:: PROBLEM TO WORK ON ::
Return only the line that contains "to the wooden" and each line after it, through the last line of the data below, copied exactly.

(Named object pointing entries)
* Start *
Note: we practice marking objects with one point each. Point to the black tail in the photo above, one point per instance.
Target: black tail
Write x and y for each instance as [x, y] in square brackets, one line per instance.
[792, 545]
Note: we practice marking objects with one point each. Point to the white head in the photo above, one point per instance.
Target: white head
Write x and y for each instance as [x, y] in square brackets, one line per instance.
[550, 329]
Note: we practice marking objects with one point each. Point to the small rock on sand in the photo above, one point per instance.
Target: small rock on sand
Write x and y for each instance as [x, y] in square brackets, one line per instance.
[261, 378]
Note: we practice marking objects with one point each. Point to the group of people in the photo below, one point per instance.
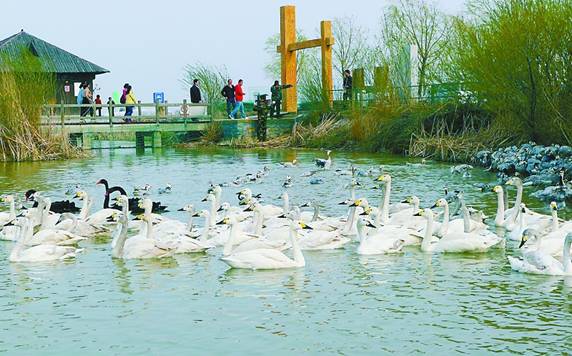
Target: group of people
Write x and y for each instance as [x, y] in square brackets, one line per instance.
[85, 97]
[234, 95]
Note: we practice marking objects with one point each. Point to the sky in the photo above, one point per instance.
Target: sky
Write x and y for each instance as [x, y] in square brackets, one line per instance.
[148, 43]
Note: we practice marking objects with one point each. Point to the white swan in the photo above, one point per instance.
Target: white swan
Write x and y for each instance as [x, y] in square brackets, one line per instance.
[458, 242]
[325, 163]
[376, 243]
[267, 258]
[40, 253]
[385, 209]
[8, 233]
[246, 242]
[536, 261]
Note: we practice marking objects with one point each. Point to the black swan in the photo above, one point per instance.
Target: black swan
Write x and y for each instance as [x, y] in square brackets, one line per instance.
[133, 202]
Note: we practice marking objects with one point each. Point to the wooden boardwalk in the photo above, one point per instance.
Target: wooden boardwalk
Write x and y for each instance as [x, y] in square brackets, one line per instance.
[148, 120]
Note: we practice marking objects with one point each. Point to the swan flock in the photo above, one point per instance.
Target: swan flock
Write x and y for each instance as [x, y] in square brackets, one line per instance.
[250, 233]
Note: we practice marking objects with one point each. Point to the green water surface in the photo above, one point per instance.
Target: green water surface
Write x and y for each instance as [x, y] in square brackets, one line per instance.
[340, 303]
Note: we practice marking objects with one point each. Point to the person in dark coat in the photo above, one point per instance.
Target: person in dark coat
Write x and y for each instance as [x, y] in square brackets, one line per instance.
[276, 96]
[195, 92]
[228, 93]
[348, 84]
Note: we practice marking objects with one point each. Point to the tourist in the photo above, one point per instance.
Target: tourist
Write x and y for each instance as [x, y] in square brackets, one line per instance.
[276, 91]
[80, 98]
[195, 92]
[348, 85]
[239, 97]
[130, 102]
[98, 103]
[110, 108]
[87, 100]
[228, 93]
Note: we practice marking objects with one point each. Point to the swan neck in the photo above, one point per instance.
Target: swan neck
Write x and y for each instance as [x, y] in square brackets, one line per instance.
[555, 224]
[296, 252]
[500, 208]
[316, 213]
[227, 250]
[567, 263]
[120, 243]
[385, 206]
* End *
:: EXERCISE RESULT ::
Note: we practice marking objects with one point each. Point to the wooden boardwalk in the photo above, one point per instance.
Target: wooden boardwalk
Write x and y for each instance as [x, y] in square brackets, one line per instance.
[148, 120]
Note: we practice marking objects with one point each. Point to the swan flock in the photo above, one point per instance.
Target: swan flock
Write x and y for each instance as [x, y] in square brackets, one line per instance.
[250, 233]
Note: we practice marking objects with one point each. Point to the green water surface in the photo above, one point per instance.
Target: green water surface
Write x and y for each instance as [x, y] in square brackets, one line per instance.
[340, 303]
Note: we practice marking objects with one point each. Point to the person in dark coat in the photo above, one point per instance.
Target: person in dark coat
Write x and y for each instance as [x, y] in square brackets, one line per instance.
[276, 96]
[195, 92]
[228, 93]
[348, 84]
Note: we practice marking objects with one point each. Point to the tourist in the photo above, one point per instance.
Target: tourist
Write x and y for each instance as [x, y] in square brackets, one line per instance.
[276, 91]
[80, 98]
[195, 92]
[348, 85]
[239, 97]
[130, 102]
[98, 103]
[110, 108]
[87, 100]
[228, 93]
Note: we practice marking objects with one point each. Point to the swan neck in the photo above, one point per instance.
Target: swan neck
Write x and y for each instance as [x, y] in square brackets, one line per instance.
[555, 224]
[296, 252]
[500, 208]
[316, 213]
[227, 250]
[567, 263]
[120, 243]
[385, 206]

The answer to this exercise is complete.